Action item
Beginning at the line that contains "Tag the thin", write out every line down to the end of the records, with both ends kept and nothing added.

Information
-----

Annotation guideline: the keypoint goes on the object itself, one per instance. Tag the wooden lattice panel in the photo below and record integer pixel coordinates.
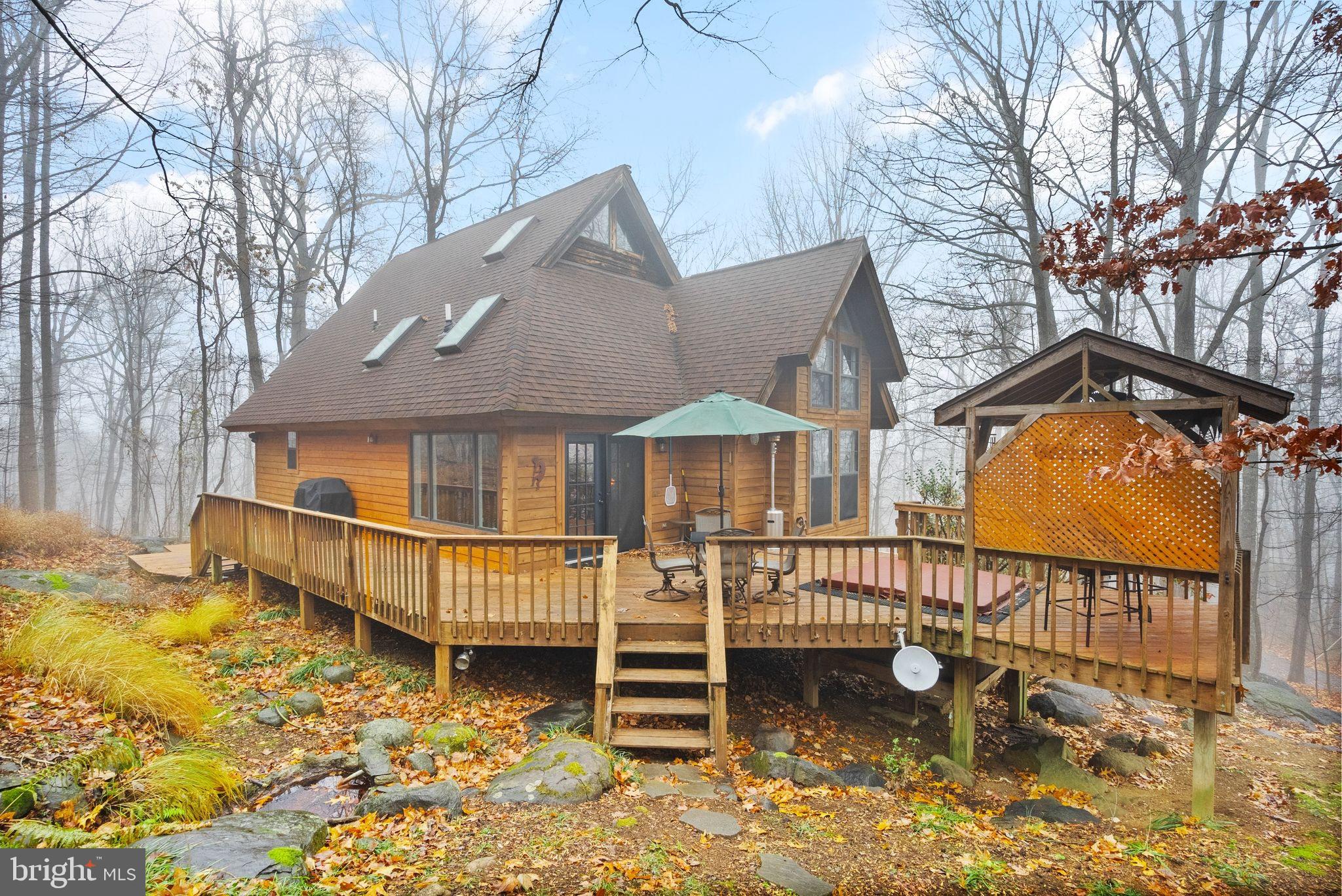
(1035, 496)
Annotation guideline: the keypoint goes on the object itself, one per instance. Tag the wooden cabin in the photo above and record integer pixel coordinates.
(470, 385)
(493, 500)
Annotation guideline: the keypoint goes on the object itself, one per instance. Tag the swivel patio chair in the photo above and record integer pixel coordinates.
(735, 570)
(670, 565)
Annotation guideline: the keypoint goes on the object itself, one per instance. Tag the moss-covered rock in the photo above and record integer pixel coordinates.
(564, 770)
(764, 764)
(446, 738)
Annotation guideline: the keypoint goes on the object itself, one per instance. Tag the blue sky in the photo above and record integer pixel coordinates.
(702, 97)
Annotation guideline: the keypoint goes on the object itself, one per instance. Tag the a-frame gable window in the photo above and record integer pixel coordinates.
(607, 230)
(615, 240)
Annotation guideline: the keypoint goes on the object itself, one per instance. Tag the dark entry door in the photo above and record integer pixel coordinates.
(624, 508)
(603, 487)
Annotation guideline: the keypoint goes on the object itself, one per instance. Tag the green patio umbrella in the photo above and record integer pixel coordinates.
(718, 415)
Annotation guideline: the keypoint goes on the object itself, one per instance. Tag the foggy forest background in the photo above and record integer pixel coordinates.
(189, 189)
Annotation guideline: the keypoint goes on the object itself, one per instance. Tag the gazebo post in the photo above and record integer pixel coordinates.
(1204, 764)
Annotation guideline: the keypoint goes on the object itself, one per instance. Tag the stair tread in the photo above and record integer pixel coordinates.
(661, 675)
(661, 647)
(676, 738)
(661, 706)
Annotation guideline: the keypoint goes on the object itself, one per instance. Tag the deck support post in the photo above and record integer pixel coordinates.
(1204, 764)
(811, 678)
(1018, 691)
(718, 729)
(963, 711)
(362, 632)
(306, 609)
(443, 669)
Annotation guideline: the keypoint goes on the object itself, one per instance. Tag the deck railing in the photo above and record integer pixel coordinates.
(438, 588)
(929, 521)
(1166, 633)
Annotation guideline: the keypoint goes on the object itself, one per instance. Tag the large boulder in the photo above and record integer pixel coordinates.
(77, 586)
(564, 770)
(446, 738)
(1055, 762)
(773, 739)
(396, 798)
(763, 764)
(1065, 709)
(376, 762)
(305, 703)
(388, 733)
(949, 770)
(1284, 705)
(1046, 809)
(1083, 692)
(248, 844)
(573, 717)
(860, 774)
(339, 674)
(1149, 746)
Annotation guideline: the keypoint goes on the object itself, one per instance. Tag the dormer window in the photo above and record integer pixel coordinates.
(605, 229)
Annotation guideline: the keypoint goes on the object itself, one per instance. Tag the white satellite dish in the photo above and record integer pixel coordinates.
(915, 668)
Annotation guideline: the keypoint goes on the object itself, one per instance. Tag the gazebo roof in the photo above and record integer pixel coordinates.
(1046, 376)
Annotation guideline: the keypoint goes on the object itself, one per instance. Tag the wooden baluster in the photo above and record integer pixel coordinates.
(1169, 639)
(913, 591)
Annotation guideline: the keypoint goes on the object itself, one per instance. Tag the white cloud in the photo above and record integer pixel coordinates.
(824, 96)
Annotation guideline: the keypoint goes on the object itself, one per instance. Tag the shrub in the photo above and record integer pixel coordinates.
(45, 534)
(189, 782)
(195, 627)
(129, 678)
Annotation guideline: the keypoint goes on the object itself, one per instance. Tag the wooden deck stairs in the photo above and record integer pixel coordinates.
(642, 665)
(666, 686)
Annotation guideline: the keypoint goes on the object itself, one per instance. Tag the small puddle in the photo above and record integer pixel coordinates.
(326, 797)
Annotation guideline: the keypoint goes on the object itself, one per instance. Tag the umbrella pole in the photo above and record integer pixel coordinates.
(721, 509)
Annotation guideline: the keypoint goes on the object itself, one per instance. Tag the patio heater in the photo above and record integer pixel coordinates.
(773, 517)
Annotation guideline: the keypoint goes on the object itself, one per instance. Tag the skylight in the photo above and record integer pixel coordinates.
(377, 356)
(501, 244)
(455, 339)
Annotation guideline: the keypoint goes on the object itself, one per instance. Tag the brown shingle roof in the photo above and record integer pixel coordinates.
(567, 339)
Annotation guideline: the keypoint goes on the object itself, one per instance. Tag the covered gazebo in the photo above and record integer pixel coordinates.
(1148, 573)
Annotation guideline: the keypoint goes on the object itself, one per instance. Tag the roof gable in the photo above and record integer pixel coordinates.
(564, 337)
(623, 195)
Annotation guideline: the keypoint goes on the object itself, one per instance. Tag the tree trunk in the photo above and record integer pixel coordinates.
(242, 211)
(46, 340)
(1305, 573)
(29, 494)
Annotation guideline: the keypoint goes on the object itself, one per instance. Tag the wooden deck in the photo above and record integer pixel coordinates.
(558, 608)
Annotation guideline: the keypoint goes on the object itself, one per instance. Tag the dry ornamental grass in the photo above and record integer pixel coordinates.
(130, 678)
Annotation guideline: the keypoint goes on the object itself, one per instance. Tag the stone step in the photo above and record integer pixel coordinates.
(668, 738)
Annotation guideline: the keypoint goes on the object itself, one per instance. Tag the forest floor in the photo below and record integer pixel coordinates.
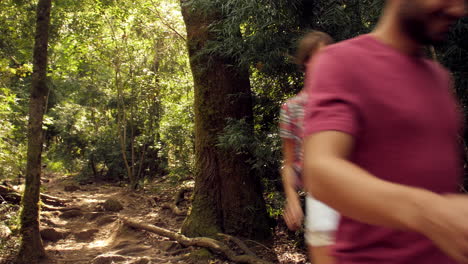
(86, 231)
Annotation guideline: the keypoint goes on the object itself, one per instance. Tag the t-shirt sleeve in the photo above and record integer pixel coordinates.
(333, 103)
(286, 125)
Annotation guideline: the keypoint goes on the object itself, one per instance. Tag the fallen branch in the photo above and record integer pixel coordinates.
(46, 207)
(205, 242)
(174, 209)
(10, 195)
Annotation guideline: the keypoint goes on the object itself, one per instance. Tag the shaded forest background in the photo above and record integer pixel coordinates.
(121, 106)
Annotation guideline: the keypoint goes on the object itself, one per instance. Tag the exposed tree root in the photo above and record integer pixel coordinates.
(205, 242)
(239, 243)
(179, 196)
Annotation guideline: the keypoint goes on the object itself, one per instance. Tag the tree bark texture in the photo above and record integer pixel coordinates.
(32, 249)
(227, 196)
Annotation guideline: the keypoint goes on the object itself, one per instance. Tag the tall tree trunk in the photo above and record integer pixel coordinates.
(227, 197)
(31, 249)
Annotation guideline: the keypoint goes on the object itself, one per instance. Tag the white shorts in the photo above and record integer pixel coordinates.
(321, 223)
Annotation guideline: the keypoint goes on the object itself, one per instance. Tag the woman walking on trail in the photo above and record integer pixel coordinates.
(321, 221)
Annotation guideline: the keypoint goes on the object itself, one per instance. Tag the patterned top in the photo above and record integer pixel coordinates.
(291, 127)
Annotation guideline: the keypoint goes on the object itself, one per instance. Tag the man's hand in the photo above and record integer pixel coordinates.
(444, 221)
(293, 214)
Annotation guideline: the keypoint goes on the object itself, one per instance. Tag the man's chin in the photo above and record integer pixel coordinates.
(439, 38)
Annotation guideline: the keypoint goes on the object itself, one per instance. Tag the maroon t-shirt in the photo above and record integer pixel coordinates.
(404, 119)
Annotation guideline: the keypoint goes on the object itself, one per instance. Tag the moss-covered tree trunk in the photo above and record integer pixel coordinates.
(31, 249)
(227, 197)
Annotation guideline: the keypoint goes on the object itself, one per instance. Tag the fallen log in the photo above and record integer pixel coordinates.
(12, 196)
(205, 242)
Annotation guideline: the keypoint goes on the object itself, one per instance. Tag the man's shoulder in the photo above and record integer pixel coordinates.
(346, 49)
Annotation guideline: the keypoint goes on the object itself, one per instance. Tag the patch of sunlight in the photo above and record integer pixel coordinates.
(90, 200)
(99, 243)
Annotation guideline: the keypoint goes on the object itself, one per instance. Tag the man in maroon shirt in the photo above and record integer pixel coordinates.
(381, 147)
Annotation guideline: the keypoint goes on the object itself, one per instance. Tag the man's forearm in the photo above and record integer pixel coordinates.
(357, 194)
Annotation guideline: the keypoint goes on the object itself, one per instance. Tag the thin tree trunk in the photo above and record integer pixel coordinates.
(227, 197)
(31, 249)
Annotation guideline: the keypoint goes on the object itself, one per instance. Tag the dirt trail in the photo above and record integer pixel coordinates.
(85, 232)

-----

Solution for this problem
Annotation guideline: the keypoint goes on the object itself, one per instance. Tag the thin tree trunk in the photo above and record integer pixel coordinates.
(227, 197)
(31, 249)
Annotation guideline: the keypoint goes on the object itself, one per instance. Tag the dirt trail in the photo above and record integer pixel coordinates.
(85, 232)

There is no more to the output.